- **FRAGMENTO**:
======

Tal vez la pandemia hará que entendamos cosas que antes no podíamos ni imaginar

A

ficionada y escritora, Gale (www.trippolar.com) comparte este aleccionador texto: “Mi familia tiene ganadería desde antes que existieran las fotos. Así que, al menos en mi caso, no es cuestión de elección. Mis hijas van al rancho y sólo una vez fueron a una novillada. Aun siendo la sexta generación de ganaderitas, se ponen a llorar a mares ante la mirada atónita de sus abuelos. Pánico para mí. Ya lo vimos y lo comprobamos. Lo taurino no viene en genética y cada vez es más difícil de explicar. Pero tal vez el Covid hará que entendamos cosas que antes no podíamos ni imaginar.

======

Registros extraídos:
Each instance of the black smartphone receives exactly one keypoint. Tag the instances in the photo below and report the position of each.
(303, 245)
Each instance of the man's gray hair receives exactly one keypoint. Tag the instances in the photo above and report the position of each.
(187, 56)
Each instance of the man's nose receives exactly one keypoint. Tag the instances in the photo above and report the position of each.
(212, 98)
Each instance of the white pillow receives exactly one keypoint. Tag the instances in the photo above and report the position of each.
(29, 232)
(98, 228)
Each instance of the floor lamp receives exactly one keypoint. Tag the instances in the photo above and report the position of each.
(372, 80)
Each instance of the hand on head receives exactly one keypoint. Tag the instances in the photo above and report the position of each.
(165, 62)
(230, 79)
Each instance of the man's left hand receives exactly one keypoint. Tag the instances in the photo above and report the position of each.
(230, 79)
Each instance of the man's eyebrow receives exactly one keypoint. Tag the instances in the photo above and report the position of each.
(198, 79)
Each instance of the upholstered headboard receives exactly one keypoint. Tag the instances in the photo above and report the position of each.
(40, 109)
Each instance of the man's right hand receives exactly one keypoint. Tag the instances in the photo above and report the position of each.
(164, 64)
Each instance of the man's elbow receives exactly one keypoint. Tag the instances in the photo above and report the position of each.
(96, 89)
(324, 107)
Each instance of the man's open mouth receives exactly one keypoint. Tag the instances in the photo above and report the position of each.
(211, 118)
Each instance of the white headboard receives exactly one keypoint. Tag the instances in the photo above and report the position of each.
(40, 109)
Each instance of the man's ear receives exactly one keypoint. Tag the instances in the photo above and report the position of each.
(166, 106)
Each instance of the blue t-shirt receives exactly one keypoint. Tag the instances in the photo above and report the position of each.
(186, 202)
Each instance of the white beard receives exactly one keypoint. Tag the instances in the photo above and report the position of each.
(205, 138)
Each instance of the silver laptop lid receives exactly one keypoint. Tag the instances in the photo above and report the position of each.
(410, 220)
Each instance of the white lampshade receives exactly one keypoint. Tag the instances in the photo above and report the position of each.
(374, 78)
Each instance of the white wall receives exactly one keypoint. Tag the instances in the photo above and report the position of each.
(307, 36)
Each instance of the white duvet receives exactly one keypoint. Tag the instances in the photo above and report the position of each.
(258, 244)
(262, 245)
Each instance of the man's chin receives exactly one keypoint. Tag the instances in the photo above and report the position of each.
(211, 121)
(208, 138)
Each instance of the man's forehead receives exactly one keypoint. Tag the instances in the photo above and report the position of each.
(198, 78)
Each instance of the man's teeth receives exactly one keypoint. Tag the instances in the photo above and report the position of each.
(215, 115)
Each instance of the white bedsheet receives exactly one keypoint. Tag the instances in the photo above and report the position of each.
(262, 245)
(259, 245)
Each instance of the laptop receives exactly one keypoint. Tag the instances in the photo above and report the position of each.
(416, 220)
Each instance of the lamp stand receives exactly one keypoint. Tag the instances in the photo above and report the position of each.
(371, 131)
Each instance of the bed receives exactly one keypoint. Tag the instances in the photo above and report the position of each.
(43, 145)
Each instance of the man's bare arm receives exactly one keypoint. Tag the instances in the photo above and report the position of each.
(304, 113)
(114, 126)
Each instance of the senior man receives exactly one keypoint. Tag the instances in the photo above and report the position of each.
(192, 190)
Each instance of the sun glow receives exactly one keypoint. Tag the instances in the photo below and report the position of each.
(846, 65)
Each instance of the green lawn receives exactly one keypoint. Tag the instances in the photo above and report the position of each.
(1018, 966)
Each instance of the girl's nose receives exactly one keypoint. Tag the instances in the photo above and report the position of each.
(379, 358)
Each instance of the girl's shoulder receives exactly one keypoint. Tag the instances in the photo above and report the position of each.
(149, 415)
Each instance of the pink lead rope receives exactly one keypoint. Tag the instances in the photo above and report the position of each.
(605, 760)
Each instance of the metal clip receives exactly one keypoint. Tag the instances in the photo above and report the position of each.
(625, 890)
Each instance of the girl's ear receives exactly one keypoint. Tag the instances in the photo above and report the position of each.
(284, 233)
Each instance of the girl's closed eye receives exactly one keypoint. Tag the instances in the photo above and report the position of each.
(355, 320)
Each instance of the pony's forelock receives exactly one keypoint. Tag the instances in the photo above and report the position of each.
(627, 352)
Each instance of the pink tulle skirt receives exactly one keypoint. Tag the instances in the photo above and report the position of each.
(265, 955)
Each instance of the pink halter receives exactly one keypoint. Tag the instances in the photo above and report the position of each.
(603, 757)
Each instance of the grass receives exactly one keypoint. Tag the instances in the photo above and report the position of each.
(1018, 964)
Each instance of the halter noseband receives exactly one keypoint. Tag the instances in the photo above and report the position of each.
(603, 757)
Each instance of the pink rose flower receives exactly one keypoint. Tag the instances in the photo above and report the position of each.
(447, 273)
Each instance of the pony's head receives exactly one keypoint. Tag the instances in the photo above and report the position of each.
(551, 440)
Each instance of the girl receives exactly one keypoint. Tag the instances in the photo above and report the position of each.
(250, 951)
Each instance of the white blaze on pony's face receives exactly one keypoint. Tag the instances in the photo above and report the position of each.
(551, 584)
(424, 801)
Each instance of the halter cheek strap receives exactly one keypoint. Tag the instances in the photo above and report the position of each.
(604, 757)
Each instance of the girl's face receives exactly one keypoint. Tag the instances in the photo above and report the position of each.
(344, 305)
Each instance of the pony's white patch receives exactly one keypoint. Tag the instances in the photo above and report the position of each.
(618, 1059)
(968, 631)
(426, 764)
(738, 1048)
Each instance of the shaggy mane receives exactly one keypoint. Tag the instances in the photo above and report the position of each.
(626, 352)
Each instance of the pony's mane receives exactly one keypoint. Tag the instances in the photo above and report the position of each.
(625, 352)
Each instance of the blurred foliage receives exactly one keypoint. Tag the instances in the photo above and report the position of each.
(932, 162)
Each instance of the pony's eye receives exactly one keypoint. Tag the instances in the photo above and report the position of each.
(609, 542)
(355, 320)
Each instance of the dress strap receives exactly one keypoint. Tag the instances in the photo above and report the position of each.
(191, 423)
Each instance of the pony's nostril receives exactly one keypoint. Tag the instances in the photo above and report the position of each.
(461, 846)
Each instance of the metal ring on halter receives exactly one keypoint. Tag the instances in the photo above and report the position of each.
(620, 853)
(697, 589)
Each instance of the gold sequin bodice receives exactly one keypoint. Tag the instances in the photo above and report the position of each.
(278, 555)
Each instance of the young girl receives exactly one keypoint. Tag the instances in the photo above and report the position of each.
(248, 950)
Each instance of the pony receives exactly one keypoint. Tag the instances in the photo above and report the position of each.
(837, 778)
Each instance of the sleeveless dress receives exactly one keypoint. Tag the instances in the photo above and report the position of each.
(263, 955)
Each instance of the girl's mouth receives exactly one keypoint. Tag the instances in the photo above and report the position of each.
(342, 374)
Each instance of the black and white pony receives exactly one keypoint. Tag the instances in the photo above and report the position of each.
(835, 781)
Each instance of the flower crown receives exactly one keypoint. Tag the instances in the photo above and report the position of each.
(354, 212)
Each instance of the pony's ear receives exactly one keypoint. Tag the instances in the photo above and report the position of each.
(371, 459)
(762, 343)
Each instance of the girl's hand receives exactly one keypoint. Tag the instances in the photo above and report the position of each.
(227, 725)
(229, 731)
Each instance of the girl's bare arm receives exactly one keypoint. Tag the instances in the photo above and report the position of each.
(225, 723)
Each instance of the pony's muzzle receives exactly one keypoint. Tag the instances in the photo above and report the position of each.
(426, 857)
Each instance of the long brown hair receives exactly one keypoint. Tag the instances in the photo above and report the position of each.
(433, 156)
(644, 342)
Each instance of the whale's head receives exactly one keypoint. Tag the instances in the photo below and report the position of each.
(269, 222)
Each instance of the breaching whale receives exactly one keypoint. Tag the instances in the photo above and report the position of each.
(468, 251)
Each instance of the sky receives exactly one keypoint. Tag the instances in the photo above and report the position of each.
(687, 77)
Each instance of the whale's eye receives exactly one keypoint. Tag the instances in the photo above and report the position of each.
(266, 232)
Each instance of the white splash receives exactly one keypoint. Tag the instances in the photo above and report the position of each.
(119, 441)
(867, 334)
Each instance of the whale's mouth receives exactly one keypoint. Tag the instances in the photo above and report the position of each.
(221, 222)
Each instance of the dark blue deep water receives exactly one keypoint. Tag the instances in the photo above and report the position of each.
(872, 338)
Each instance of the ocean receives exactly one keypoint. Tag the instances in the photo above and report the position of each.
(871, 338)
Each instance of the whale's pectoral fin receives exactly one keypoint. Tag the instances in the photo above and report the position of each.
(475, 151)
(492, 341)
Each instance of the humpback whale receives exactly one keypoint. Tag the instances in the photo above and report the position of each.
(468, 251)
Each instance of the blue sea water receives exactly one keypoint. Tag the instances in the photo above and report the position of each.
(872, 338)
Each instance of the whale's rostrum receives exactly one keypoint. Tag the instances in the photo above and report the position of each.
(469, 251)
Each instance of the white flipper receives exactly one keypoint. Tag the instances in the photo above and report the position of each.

======

- **CONSIGNA**:
Reproduce textualmente el fragmento completo sobre la pandemia y la tradición taurina.

- **RESPUESTA**:
Tal vez la pandemia hará que entendamos cosas que antes no podíamos ni imaginar

A

ficionada y escritora, Gale (www.trippolar.com) comparte este aleccionador texto: “Mi familia tiene ganadería desde antes que existieran las fotos. Así que, al menos en mi caso, no es cuestión de elección. Mis hijas van al rancho y sólo una vez fueron a una novillada. Aun siendo la sexta generación de ganaderitas, se ponen a llorar a mares ante la mirada atónita de sus abuelos. Pánico para mí. Ya lo vimos y lo comprobamos. Lo taurino no viene en genética y cada vez es más difícil de explicar. Pero tal vez el Covid hará que entendamos cosas que antes no podíamos ni imaginar.